- **Excerpted records**:
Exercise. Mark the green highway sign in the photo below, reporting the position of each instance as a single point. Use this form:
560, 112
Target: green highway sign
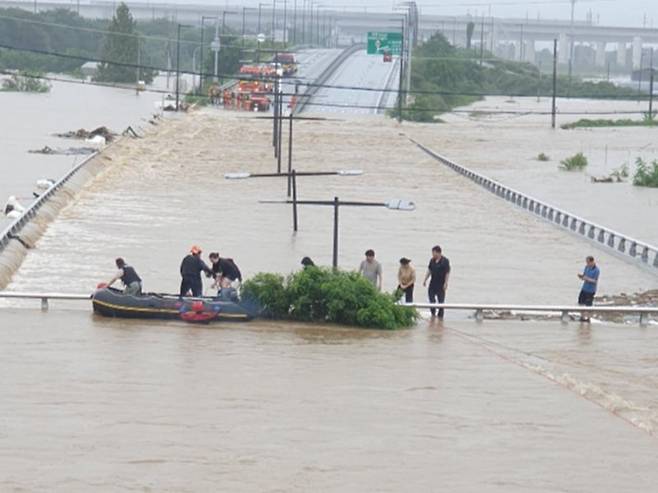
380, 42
---
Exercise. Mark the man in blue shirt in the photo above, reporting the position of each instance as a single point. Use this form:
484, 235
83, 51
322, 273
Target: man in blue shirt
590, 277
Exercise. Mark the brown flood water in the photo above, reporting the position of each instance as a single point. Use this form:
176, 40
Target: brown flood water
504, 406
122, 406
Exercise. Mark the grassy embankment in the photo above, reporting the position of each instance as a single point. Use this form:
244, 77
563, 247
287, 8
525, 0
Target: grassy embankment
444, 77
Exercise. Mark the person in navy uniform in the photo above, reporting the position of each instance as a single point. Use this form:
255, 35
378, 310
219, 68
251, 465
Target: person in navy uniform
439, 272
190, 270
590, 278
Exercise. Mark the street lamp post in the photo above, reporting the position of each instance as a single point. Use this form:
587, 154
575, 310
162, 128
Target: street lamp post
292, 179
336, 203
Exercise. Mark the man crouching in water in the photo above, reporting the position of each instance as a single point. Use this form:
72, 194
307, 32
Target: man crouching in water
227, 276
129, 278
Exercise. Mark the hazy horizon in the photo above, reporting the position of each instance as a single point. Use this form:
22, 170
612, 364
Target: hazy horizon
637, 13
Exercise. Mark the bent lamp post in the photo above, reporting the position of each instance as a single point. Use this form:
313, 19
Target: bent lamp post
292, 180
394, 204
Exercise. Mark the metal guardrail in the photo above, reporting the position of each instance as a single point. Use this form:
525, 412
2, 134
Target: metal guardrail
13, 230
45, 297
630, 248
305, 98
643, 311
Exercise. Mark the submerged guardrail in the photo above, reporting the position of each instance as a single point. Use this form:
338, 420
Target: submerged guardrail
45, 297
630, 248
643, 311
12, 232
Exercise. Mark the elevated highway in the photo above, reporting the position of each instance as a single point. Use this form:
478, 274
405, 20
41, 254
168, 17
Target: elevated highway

- **Work to do**:
In the records, take the part that opens with the line containing "Exercise. Mark the elevated" and closes with the line containing "Target: elevated highway", both of those lines included, and write it out as a numbered list with one line per item and any blank lines dropped.

- **Solution below**:
1. Exercise. Mark the elevated highway in the photo above, reporting the position of each instance as a single point. Use this form:
2. 478, 274
3. 405, 20
4. 41, 254
5. 168, 17
6. Target: elevated highway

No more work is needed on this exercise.